= УКАЗАНИЕ A =
Процитируйте полностью фрагмент о «Котике Летаеве» Белого, сохранив каждое слово и знак препинания.

= ФРАГМЕНТ ДОКУМЕНТА =
☆ ☆ ☆ ☆

В воспоминаниях Белого о младенчестве его («Котик Летаев») есть интересные психологические прозрения, не всегда художественно достоверные, нередко внутренне убедительные; но связь их друг с другом через оккультные рассуждения, мнимые глубины, нагромождения образов и слов изводит до крайности полной своей бесплодностью. Белый усиливается локтями и коленями протиснуться сквозь детскую душу в потусторонний мир. И следы локтей видны на всех страницах, а потустороннего мира нет как нет. Да и откуда бы, собственно, ему взяться?

☆ ☆ ☆ ☆

= ЗАПИСИ ДАННЫХ =
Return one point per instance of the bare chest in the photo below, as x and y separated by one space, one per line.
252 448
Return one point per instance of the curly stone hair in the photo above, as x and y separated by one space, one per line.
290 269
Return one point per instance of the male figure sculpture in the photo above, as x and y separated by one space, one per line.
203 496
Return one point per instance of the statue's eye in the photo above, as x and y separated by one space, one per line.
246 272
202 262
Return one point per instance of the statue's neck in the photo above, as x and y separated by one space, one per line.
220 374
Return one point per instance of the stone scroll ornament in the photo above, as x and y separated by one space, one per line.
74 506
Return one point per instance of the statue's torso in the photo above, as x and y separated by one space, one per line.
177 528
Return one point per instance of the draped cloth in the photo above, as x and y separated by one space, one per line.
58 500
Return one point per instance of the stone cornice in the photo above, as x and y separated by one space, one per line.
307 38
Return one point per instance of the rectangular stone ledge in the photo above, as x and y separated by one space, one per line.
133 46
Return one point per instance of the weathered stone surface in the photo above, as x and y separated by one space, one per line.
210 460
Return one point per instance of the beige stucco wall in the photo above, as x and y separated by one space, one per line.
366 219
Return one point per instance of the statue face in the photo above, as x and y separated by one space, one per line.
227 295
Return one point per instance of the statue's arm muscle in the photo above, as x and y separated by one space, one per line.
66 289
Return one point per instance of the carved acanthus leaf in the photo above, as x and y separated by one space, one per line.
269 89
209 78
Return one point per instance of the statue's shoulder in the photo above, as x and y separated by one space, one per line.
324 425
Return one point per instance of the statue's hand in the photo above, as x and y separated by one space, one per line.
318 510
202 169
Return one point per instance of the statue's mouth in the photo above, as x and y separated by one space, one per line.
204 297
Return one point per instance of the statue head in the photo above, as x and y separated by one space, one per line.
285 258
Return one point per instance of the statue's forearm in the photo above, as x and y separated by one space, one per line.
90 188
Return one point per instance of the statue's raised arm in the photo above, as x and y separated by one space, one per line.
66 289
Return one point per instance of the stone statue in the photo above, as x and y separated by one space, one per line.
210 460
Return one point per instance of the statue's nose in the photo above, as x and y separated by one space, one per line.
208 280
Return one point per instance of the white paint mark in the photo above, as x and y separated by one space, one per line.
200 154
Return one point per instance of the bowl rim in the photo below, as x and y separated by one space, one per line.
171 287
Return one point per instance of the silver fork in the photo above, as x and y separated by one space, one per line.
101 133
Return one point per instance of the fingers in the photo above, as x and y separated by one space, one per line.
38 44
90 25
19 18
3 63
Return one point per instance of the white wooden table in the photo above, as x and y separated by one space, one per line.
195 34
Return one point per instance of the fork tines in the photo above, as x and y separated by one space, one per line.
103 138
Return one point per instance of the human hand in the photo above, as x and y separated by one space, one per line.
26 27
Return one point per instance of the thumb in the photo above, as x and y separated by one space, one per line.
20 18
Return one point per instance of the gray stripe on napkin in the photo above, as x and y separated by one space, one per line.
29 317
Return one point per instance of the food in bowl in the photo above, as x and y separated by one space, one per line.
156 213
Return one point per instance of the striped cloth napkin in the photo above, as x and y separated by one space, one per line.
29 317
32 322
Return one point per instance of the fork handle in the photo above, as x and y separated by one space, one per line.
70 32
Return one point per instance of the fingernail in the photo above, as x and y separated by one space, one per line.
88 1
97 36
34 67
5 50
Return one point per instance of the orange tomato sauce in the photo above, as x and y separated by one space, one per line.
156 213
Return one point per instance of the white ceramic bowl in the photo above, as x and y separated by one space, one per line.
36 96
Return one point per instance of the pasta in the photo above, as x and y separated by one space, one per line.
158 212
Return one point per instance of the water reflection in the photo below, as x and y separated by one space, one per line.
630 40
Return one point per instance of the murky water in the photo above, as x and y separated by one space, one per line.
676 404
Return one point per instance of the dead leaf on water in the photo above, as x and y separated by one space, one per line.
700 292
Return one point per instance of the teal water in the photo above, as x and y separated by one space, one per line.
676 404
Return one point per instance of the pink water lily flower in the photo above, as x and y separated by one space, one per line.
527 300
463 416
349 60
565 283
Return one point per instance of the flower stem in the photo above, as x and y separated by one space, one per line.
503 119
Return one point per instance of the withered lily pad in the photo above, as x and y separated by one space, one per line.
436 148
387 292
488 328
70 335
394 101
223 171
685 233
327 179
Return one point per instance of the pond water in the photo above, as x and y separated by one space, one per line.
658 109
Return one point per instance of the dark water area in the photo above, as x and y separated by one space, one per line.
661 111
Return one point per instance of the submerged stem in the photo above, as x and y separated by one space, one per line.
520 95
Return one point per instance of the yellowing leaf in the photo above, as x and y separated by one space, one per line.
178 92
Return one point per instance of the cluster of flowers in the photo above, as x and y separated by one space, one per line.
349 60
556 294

☆ ☆ ☆ ☆

= УКАЗАНИЕ B =
Обновите часть листинга от строки, содержащей «Return one point per instance of the dead», до конца листинга включительно, заменив «withered lily pad» на «dried lily pad» и оставив всё прочее без изменений. Выведите только эту часть.

= ПОЛНЫЙ ОТВЕТ A =
В воспоминаниях Белого о младенчестве его («Котик Летаев») есть интересные психологические прозрения, не всегда художественно достоверные, нередко внутренне убедительные; но связь их друг с другом через оккультные рассуждения, мнимые глубины, нагромождения образов и слов изводит до крайности полной своей бесплодностью. Белый усиливается локтями и коленями протиснуться сквозь детскую душу в потусторонний мир. И следы локтей видны на всех страницах, а потустороннего мира нет как нет. Да и откуда бы, собственно, ему взяться?

= ПОЛНЫЙ ОТВЕТ B =
Return one point per instance of the dead leaf on water in the photo above, as x and y separated by one space, one per line.
700 292
Return one point per instance of the teal water in the photo above, as x and y separated by one space, one per line.
676 404
Return one point per instance of the pink water lily flower in the photo above, as x and y separated by one space, one per line.
527 300
463 416
349 60
565 283
Return one point per instance of the flower stem in the photo above, as x and y separated by one space, one per line.
503 119
Return one point per instance of the dried lily pad in the photo above, as x and y separated by one space, one per line.
436 148
387 292
488 328
70 335
394 101
223 171
685 233
327 179
Return one point per instance of the pond water in the photo above, as x and y separated by one space, one per line.
658 109
Return one point per instance of the dark water area in the photo above, as x and y separated by one space, one per line.
661 111
Return one point per instance of the submerged stem in the photo above, as x and y separated by one space, one per line.
520 95
Return one point per instance of the yellowing leaf in the photo above, as x and y separated by one space, one per line.
178 92
Return one point per instance of the cluster of flowers in the photo above, as x and y separated by one space, one per line.
349 60
556 294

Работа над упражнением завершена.